DOCUMENT PASSAGE
------------

# Dave Kroyer Seminar



## clearcreekranch (Mar 18, 2010)

I have the opportunity to go to a Dave Kroyer seminar. Wolf and I are very new to the sport, but we have been working with a club towards our BH. I have never attended a dog training seminar before. I have however attended horse seminars, never taking my horse and never being overly impressed.

I was wondering if it is a good idea to take Wolf or just audit this seminar. My understanding is that each team will be allowed a 30 min. one on one with Dave. The first day is obedience and the second day will be protection.We are supposed to submit questions for him via e-mail prior to the event. I don't even know what to ask since we are such novices. It is going to be $25/day without dog or $75/day with your dog. I have no idea how many dogs will be there. 

Thoughts, opinions, advice.


----------



## szariksdad (Jun 25, 2010)

I remember when recently they had a seminar nearby for Bernhard Flinks. I talked with club members and they encouraged me to go but since it would be first to go without dog for I would get more out of it that way. I could not make the time so I kick myself now. 

What I was told by someone who did go is he was looking more for working on problem dogs and coming up with creative solutions for them. So if you don't have a major problem with your dog might not get as much out of taking the dog.


----------



## clearcreekranch (Mar 18, 2010)

szariksdad said:


> I remember when recently they had a seminar nearby for Bernhard Flinks. I talked with club members and they encouraged me to go but since it would be first to go without dog for I would get more out of it that way. I could not make the time so I kick myself now.

------------

PROVIDED DATA
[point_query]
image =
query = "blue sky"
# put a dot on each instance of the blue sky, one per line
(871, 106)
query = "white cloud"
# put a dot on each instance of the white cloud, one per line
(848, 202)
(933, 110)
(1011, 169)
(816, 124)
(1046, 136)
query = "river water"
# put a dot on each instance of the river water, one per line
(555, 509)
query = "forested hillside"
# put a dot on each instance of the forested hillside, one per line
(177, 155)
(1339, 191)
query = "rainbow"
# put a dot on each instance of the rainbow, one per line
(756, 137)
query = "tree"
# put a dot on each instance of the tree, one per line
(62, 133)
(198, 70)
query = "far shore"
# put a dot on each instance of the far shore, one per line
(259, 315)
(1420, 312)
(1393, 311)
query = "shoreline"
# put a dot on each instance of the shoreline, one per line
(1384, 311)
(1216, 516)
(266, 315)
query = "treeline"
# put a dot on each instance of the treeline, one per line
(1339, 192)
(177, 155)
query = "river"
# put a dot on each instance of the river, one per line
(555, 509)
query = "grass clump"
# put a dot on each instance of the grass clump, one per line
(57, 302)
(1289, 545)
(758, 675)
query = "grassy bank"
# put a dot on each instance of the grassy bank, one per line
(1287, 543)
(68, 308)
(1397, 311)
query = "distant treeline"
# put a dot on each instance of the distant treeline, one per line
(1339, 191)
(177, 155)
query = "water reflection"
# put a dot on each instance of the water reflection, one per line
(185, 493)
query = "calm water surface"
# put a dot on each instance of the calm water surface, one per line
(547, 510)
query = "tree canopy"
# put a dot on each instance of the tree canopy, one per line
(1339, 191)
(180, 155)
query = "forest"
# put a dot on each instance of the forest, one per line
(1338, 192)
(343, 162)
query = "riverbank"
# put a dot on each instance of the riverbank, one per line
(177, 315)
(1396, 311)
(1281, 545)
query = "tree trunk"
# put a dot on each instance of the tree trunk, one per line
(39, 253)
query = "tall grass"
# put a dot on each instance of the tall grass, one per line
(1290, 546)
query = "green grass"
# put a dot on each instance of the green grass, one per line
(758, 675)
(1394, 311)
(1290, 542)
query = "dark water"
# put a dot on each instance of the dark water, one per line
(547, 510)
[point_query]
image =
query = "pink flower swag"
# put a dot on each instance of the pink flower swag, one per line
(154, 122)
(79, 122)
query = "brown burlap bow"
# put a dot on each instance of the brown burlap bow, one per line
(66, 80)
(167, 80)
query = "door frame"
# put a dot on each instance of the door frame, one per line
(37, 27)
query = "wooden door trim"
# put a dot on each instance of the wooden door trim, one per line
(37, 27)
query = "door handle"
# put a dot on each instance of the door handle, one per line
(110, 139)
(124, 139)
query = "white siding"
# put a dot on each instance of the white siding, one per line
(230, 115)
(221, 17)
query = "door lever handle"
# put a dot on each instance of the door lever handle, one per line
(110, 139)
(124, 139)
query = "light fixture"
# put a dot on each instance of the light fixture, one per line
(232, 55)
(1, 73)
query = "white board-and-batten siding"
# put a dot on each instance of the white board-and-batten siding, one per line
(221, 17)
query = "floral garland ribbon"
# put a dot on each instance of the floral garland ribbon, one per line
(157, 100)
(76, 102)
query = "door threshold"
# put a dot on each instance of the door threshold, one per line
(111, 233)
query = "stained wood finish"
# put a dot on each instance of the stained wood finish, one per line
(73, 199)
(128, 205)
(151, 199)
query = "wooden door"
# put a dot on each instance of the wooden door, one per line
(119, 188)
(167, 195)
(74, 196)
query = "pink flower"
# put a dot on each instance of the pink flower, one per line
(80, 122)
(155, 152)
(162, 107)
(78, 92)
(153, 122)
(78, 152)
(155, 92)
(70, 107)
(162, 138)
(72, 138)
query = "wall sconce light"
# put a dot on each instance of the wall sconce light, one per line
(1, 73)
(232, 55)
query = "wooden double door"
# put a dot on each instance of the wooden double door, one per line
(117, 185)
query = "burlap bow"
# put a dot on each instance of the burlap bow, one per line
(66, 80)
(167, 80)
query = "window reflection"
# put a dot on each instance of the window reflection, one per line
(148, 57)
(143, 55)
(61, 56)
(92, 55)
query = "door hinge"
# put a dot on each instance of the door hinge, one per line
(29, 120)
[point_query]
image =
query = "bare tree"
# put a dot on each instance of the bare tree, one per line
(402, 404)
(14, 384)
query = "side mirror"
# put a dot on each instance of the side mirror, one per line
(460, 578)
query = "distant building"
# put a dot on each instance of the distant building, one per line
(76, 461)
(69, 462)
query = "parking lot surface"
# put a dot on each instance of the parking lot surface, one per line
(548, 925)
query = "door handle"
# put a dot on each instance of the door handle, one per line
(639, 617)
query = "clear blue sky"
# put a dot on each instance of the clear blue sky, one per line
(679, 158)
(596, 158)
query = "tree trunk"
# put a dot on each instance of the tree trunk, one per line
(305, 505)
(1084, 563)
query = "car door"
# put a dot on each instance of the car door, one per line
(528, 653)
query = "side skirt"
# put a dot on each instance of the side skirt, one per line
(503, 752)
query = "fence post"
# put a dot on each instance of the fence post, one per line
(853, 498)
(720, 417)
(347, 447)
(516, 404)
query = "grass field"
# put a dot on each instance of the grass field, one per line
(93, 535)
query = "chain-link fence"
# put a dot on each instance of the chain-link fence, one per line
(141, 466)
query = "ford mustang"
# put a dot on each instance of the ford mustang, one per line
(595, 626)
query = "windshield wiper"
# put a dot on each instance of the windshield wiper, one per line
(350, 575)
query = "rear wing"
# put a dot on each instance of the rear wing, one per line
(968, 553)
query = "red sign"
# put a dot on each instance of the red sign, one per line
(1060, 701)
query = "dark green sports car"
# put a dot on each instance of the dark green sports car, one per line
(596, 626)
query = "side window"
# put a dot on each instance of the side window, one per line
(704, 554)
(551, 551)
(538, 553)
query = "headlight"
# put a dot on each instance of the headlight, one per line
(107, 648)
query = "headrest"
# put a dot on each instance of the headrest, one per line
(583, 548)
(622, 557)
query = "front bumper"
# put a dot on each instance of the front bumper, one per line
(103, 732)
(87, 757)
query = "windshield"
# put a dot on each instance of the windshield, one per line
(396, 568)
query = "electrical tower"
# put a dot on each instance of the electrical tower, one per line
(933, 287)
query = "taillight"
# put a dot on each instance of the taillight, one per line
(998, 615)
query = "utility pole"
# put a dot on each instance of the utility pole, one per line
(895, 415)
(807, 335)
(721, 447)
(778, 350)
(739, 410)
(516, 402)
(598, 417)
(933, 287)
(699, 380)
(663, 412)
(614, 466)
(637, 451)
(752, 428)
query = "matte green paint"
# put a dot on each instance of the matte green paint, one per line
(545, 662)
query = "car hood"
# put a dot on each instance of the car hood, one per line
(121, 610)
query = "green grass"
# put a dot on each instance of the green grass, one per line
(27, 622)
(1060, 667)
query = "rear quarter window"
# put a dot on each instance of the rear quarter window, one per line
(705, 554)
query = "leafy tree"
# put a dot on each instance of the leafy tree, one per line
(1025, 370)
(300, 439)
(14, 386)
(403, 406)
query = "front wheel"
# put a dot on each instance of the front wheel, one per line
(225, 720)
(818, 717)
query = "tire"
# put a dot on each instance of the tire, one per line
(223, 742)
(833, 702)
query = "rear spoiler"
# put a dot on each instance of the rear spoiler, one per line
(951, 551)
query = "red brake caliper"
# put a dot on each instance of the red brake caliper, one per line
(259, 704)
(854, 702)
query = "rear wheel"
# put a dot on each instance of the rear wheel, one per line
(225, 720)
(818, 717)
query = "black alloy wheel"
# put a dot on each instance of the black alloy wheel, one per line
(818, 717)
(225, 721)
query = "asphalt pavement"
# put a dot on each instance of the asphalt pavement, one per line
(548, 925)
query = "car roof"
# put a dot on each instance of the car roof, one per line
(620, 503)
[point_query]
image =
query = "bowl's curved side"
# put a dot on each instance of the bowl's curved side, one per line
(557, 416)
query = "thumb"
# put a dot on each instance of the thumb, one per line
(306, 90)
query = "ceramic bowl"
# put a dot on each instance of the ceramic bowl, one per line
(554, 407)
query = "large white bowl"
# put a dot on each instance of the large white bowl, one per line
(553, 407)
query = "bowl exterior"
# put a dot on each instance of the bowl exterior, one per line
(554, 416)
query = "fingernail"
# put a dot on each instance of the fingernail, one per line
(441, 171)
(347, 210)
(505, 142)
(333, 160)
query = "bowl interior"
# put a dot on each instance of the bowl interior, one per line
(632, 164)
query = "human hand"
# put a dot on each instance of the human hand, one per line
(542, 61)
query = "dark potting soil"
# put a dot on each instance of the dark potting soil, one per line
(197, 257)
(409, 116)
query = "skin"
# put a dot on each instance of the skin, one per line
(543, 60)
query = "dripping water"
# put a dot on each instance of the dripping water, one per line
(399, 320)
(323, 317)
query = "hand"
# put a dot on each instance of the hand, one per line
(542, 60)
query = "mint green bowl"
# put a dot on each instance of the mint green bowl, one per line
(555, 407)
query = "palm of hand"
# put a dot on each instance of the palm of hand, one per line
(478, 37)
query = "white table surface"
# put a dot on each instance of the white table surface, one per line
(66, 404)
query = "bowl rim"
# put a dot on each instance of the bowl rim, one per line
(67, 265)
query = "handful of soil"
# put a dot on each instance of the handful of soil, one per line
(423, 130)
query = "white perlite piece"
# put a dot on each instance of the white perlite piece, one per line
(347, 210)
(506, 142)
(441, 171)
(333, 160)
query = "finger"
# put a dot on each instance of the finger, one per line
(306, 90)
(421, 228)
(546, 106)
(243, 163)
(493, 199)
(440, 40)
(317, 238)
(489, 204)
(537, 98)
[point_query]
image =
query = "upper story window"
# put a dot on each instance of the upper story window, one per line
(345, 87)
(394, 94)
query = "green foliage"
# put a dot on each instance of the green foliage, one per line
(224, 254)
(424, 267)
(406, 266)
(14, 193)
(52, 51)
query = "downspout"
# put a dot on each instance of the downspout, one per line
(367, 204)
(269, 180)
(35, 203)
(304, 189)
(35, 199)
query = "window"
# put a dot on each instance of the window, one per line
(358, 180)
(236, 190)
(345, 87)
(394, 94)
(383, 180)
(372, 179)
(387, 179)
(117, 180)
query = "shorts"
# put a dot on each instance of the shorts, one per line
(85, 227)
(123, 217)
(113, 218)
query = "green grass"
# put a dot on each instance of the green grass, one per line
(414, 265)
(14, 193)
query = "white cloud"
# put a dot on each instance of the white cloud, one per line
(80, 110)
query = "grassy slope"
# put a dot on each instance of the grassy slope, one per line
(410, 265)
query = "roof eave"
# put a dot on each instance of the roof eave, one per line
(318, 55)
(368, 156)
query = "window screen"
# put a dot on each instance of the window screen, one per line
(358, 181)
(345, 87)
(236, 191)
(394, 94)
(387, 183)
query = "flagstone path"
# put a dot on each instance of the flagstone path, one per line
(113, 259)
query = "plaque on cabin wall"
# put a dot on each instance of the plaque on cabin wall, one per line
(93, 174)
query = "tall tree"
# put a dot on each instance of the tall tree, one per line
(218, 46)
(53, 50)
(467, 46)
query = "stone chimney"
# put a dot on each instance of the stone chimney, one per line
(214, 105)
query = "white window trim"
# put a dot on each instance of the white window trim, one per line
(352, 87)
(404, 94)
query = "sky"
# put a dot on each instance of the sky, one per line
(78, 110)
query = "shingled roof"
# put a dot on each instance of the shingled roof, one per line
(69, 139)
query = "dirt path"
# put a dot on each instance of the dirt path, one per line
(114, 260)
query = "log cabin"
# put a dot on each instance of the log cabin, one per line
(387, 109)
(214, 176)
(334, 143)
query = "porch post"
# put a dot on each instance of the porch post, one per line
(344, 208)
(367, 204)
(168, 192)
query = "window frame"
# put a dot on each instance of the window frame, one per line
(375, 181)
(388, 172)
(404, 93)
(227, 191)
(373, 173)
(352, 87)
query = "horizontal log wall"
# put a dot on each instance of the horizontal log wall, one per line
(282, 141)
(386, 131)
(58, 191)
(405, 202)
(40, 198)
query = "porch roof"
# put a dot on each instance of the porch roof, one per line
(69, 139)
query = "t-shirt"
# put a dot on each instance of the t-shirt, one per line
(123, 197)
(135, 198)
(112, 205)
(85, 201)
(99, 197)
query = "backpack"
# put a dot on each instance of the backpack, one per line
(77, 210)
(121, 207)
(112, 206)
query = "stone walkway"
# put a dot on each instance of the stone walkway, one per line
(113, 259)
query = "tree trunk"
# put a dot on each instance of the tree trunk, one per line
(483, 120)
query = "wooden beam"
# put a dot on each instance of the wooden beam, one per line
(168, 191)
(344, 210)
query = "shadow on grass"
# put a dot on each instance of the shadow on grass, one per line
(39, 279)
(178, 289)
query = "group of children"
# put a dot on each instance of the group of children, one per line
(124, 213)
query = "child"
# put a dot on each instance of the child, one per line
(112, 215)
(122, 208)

------------

TASK DIRECTIONS
In the forum thread about the Dave Kroyer seminar, reproduce the passage starting at "I was wondering" and ending at "(Jun 25, 2010)", substituting "observe" for "audit".

COMPLETE OUTPUT
I was wondering if it is a good idea to take Wolf or just observe this seminar. My understanding is that each team will be allowed a 30 min. one on one with Dave. The first day is obedience and the second day will be protection.We are supposed to submit questions for him via e-mail prior to the event. I don't even know what to ask since we are such novices. It is going to be $25/day without dog or $75/day with your dog. I have no idea how many dogs will be there. 

Thoughts, opinions, advice.


----------



## szariksdad (Jun 25, 2010)